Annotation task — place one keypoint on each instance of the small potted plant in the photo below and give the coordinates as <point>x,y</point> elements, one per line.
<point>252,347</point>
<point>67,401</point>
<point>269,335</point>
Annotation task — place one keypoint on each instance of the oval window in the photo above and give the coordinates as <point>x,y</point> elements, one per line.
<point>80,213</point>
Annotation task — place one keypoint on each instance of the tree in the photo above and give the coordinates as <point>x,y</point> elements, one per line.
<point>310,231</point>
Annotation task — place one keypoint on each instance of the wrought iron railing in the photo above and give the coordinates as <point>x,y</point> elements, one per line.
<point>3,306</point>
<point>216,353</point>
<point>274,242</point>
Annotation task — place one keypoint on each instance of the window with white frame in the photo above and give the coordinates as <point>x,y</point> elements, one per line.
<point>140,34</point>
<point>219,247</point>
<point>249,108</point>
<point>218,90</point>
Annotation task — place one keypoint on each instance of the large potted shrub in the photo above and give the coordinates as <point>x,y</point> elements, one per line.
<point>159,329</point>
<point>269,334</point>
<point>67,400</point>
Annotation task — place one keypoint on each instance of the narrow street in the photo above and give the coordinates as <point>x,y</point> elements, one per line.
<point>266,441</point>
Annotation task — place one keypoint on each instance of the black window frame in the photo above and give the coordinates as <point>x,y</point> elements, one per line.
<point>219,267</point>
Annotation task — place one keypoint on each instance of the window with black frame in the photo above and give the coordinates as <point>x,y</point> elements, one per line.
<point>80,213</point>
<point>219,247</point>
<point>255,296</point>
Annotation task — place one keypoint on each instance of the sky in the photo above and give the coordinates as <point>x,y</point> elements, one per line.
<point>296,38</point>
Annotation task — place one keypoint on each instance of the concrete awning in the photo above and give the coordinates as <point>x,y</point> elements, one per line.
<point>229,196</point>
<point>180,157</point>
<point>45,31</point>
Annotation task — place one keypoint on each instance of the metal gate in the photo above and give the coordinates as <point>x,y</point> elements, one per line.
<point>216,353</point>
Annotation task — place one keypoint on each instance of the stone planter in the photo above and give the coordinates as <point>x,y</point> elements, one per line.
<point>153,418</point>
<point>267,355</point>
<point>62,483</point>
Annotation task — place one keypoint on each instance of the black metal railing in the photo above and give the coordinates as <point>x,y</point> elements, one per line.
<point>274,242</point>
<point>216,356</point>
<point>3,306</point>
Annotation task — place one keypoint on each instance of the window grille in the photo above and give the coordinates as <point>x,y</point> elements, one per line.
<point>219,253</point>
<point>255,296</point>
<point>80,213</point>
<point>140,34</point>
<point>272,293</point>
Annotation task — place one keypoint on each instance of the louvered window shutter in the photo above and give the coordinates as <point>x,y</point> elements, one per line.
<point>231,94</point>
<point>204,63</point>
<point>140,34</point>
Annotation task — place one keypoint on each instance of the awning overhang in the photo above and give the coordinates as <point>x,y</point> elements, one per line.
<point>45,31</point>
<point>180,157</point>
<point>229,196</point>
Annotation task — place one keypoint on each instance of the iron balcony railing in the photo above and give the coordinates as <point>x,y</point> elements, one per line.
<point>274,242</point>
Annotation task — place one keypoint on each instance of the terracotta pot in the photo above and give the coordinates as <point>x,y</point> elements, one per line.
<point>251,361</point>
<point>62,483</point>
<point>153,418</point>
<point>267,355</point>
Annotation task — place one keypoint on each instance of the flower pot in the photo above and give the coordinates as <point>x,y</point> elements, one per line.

** TO DO **
Reproduce all of the material above line for line, with no changes.

** SOLUTION BELOW **
Annotation task — place one keypoint on each instance of the small potted plant in the photo below and give the coordinates as <point>x,y</point> elements, one per line.
<point>252,347</point>
<point>67,401</point>
<point>269,335</point>
Annotation task — place one keypoint on each instance of the oval window in the photo above and give the coordinates as <point>x,y</point> elements, one per line.
<point>80,213</point>
Annotation task — place one keypoint on each instance of the tree in the photo above and give the coordinates as <point>x,y</point> elements, one per line.
<point>310,231</point>
Annotation task — place one keypoint on each instance of the wrought iron railing in the photo above and give the coordinates as <point>x,y</point> elements, one per line.
<point>3,306</point>
<point>216,353</point>
<point>274,242</point>
Annotation task — place one keypoint on each instance of the window with white frame in the photo above and give the coordinates as <point>x,y</point> elements, one per line.
<point>140,34</point>
<point>219,247</point>
<point>249,108</point>
<point>218,90</point>
Annotation task — place one keypoint on each instance of the large potted shrub in the photo above and give the coordinates as <point>x,y</point> elements, one per line.
<point>159,329</point>
<point>269,334</point>
<point>67,400</point>
Annotation task — place one keypoint on each instance of the narrow street in the photo above and give the coordinates as <point>x,y</point> elements, one per line.
<point>266,441</point>
Annotation task — place one keypoint on each instance of the black window frame in the photo above and give the coordinates as <point>x,y</point> elements, one per line.
<point>219,267</point>
Annotation task — place one keypoint on each instance of the window with black frame in the photo above and give the coordinates as <point>x,y</point> elements, one per line.
<point>80,213</point>
<point>219,247</point>
<point>255,296</point>
Annotation task — place one keypoint on each instance of the sky in the photo above and give the coordinates as <point>x,y</point> elements, one per line.
<point>296,38</point>
Annotation task — place one keypoint on each instance of the concrete awning in the photo above and give the coordinates as <point>x,y</point> elements, one per line.
<point>229,196</point>
<point>180,157</point>
<point>45,31</point>
Annotation task — place one keypoint on each instance of the metal gate in the photo above and give the coordinates as <point>x,y</point> elements, one per line.
<point>216,353</point>
Annotation task — place one keypoint on each instance of the stone planter in the photo above and give the coordinates as <point>x,y</point> elements, one per line.
<point>153,418</point>
<point>267,355</point>
<point>62,483</point>
Annotation task — place one keypoint on each instance of the black metal railing in the photo above and give the coordinates as <point>x,y</point> elements, one per line.
<point>274,242</point>
<point>216,356</point>
<point>3,306</point>
Annotation task — place one keypoint on each instance of the window grille in the photo above and give the coordinates as <point>x,y</point> elements, one per line.
<point>219,253</point>
<point>255,296</point>
<point>80,213</point>
<point>140,34</point>
<point>272,293</point>
Annotation task — place one keypoint on each instance of the louvered window shutter in the photo above and give the coordinates as <point>x,y</point> elements, one per line.
<point>231,94</point>
<point>204,63</point>
<point>140,34</point>
Annotation task — place one keypoint on each instance of the awning overhang in the photo above and give the coordinates as <point>x,y</point> elements, one per line.
<point>45,31</point>
<point>180,157</point>
<point>229,196</point>
Annotation task — place one keypoint on each instance of the iron balcony railing in the photo above and give the coordinates as <point>x,y</point> elements, one per line.
<point>274,242</point>
Annotation task — place one keypoint on each instance of the terracotta pot in the photo above and give the coordinates as <point>x,y</point> elements, one per line.
<point>251,361</point>
<point>62,483</point>
<point>153,418</point>
<point>267,355</point>
Annotation task — place one keypoint on each instance of the flower pot in the photo above and give the coordinates as <point>x,y</point> elements, one per line.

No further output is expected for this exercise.